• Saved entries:
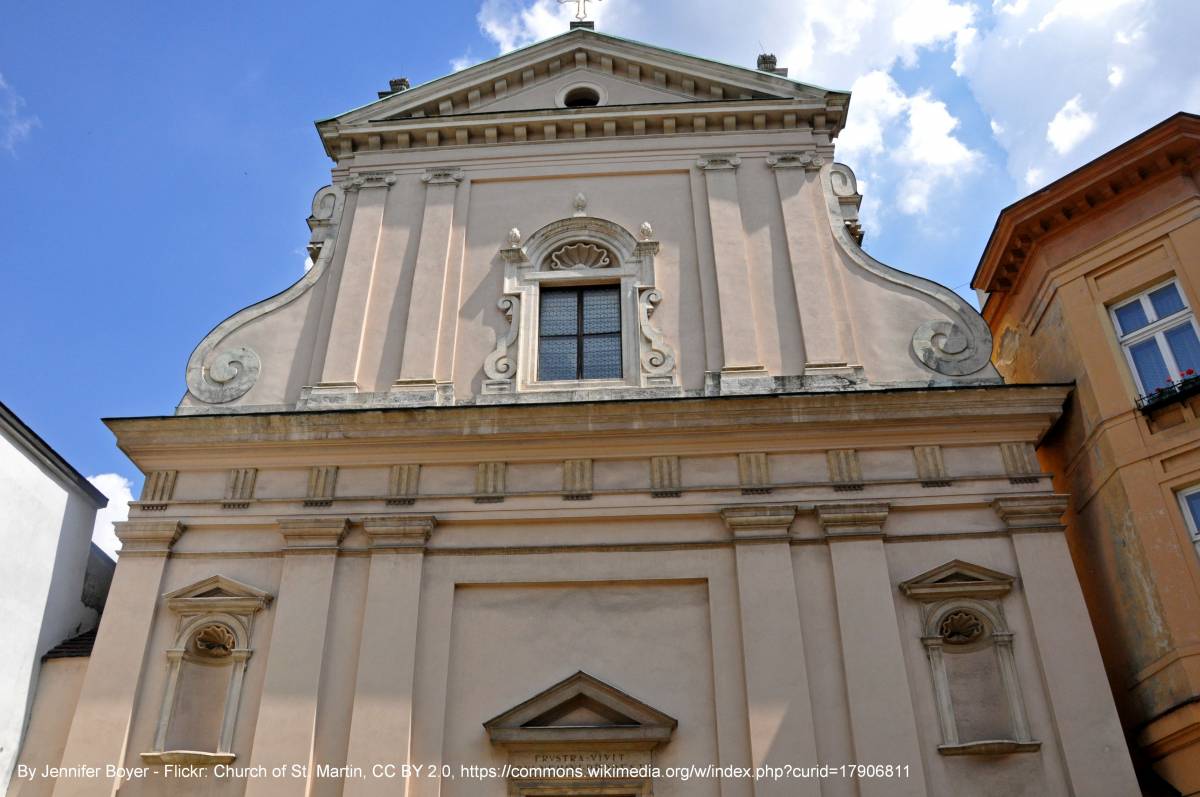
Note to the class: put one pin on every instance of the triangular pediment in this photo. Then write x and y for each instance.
(217, 593)
(958, 579)
(581, 708)
(635, 72)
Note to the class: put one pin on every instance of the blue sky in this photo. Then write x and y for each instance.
(157, 160)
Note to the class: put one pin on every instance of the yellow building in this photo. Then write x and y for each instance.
(593, 456)
(1096, 279)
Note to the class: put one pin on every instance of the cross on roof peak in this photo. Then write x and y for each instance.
(581, 7)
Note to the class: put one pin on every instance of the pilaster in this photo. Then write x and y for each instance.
(419, 360)
(348, 328)
(739, 340)
(780, 707)
(882, 719)
(287, 712)
(382, 720)
(1093, 748)
(99, 733)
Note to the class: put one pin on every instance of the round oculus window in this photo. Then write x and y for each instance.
(581, 96)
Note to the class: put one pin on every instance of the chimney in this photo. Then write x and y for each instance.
(395, 87)
(767, 63)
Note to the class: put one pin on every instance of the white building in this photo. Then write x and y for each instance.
(54, 581)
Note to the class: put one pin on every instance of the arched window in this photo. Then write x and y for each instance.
(970, 651)
(579, 295)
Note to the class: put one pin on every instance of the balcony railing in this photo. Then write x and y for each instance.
(1173, 393)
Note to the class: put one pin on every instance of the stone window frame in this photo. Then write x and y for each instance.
(215, 600)
(963, 587)
(1152, 330)
(647, 360)
(1191, 520)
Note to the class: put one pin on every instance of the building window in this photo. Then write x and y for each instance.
(1158, 334)
(579, 334)
(1189, 502)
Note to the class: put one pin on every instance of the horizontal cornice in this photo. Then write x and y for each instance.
(822, 418)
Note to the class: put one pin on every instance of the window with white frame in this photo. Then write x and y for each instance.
(579, 335)
(1158, 334)
(1189, 502)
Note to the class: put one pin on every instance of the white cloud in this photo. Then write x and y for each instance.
(15, 124)
(513, 24)
(1069, 126)
(1125, 64)
(1069, 79)
(904, 143)
(463, 61)
(118, 490)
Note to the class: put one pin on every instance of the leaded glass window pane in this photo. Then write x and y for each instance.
(1131, 317)
(559, 312)
(557, 358)
(1150, 365)
(579, 334)
(601, 310)
(1167, 300)
(601, 357)
(1185, 346)
(1193, 502)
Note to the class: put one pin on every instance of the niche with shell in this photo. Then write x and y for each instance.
(970, 651)
(205, 667)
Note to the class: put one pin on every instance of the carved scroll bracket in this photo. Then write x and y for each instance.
(501, 366)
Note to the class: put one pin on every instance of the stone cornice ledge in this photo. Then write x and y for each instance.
(303, 534)
(759, 522)
(399, 531)
(843, 521)
(1031, 513)
(148, 537)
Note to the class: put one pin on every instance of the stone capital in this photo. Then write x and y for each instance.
(148, 537)
(399, 531)
(719, 161)
(852, 520)
(443, 175)
(369, 180)
(761, 521)
(312, 533)
(1030, 513)
(809, 161)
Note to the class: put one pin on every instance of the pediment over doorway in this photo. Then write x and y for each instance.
(581, 709)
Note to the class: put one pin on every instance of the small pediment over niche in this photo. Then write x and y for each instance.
(217, 594)
(958, 579)
(581, 709)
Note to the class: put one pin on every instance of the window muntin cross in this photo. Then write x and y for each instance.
(579, 333)
(1158, 334)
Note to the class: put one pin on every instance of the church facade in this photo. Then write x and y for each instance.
(592, 456)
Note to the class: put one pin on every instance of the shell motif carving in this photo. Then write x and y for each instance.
(580, 256)
(960, 628)
(214, 641)
(943, 346)
(227, 376)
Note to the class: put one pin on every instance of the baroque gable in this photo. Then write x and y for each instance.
(479, 105)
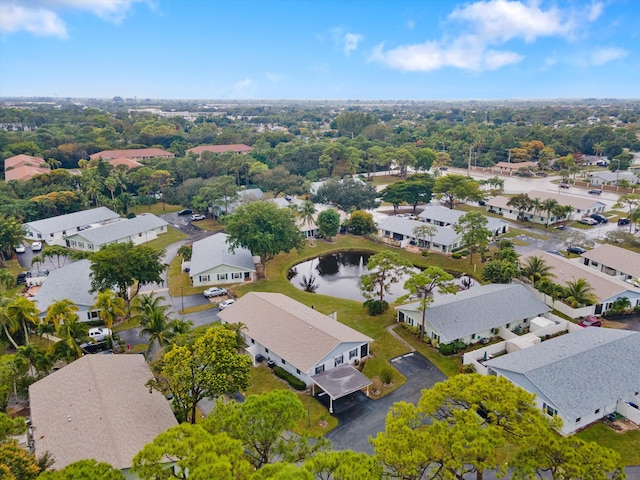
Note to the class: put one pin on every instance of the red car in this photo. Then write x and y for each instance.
(590, 321)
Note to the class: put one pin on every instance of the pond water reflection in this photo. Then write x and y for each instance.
(338, 275)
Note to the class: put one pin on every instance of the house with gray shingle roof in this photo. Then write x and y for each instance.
(73, 281)
(138, 230)
(399, 231)
(445, 217)
(297, 338)
(213, 263)
(581, 377)
(54, 230)
(100, 407)
(474, 314)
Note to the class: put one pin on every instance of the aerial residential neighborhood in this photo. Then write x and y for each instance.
(393, 242)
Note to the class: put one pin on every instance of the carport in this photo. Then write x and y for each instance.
(340, 382)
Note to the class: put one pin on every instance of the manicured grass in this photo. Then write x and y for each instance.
(626, 444)
(263, 380)
(169, 238)
(156, 208)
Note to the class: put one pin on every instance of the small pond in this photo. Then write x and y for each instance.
(338, 275)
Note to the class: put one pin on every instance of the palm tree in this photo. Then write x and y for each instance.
(547, 206)
(73, 332)
(25, 312)
(60, 311)
(579, 293)
(111, 307)
(536, 269)
(156, 327)
(8, 321)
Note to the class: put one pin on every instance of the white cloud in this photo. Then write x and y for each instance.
(43, 17)
(351, 41)
(602, 55)
(488, 25)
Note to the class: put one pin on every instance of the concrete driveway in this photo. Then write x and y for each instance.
(360, 417)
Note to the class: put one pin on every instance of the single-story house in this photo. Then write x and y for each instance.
(138, 230)
(297, 338)
(73, 282)
(614, 261)
(132, 153)
(509, 168)
(99, 407)
(612, 178)
(474, 314)
(54, 230)
(580, 377)
(24, 167)
(445, 217)
(213, 263)
(399, 231)
(234, 148)
(605, 287)
(127, 162)
(582, 206)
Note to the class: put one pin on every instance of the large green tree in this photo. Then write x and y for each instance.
(264, 229)
(203, 368)
(475, 234)
(263, 424)
(386, 268)
(457, 188)
(423, 284)
(125, 268)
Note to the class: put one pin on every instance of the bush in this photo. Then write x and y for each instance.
(294, 381)
(386, 375)
(375, 307)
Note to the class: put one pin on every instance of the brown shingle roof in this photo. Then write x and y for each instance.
(132, 153)
(300, 335)
(604, 286)
(236, 147)
(97, 407)
(621, 259)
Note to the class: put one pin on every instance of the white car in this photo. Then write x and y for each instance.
(99, 334)
(226, 303)
(214, 292)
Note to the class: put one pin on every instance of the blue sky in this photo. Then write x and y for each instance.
(323, 49)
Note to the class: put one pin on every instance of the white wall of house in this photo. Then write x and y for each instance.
(222, 275)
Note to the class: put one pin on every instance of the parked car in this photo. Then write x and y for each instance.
(99, 334)
(599, 218)
(214, 292)
(226, 303)
(590, 321)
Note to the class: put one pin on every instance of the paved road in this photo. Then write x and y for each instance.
(360, 417)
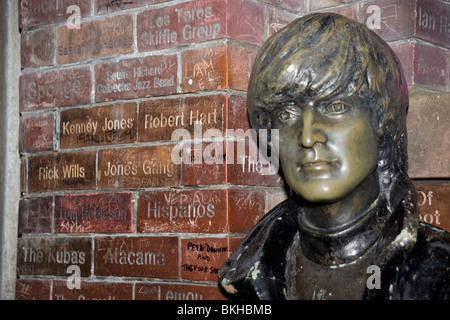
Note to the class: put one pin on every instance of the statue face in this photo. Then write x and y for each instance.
(327, 146)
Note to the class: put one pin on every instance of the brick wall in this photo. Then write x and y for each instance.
(99, 105)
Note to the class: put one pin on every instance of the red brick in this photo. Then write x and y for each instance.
(36, 132)
(350, 11)
(150, 257)
(427, 124)
(163, 291)
(106, 125)
(98, 212)
(273, 198)
(183, 211)
(202, 258)
(52, 256)
(105, 6)
(315, 5)
(296, 5)
(425, 19)
(35, 215)
(158, 119)
(59, 171)
(93, 291)
(220, 67)
(95, 39)
(199, 21)
(246, 207)
(137, 168)
(278, 19)
(423, 64)
(434, 202)
(134, 78)
(40, 12)
(32, 289)
(55, 88)
(37, 48)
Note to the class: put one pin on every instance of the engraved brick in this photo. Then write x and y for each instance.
(35, 215)
(394, 19)
(37, 48)
(273, 198)
(424, 65)
(93, 291)
(55, 88)
(133, 78)
(246, 207)
(159, 118)
(434, 202)
(30, 289)
(202, 258)
(163, 291)
(199, 21)
(150, 257)
(59, 171)
(99, 212)
(52, 256)
(40, 12)
(106, 125)
(427, 124)
(36, 132)
(350, 11)
(296, 5)
(95, 39)
(137, 168)
(315, 5)
(278, 19)
(105, 6)
(218, 67)
(182, 211)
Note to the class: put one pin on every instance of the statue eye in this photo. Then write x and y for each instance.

• Task description:
Format the data above as a numbered list, starting at the beginning of the data and stopping after the line that contains "(1173, 393)", with both ends included. Leave out blank lines and pictures.

• Final result:
1. Note to the class: put one pin on every instance of the triangular pediment in this photo. Then write x and y for each instance.
2. (217, 593)
3. (958, 579)
4. (581, 708)
5. (635, 72)
6. Note to the class: put one pin on every instance of the blue sky in this photo. Then write x and y for each instance.
7. (157, 160)
8. Note to the class: put one pin on every instance of the yellow building in this photo. Then write x and y for each instance.
9. (593, 456)
10. (1096, 279)
11. Note to the class: put one pin on every instance of the cross on roof peak in this photo. Then write x and y for each instance.
12. (581, 7)
13. Note to the class: put one pin on every instance of the pilaster in this photo. Then write x and y for each instance.
14. (419, 360)
15. (348, 328)
16. (739, 340)
17. (780, 707)
18. (882, 719)
19. (287, 712)
20. (382, 720)
21. (1093, 748)
22. (99, 733)
23. Note to the class: put one pin on every instance of the round oculus window in this photo. Then write x and y for each instance.
24. (581, 96)
25. Note to the class: put one pin on every instance of the chimney in this photo. Then write x and y for each instance.
26. (395, 87)
27. (767, 63)
28. Note to the class: put one pin on every instance of the white building in this photo. Then write x and y for each instance.
29. (54, 581)
30. Note to the class: put one pin on every instance of the arched window in this photo. Then write x and y for each instance.
31. (970, 651)
32. (579, 295)
33. Note to the class: put one pin on every instance of the balcony railing in this photo. Then write x and y for each instance.
34. (1173, 393)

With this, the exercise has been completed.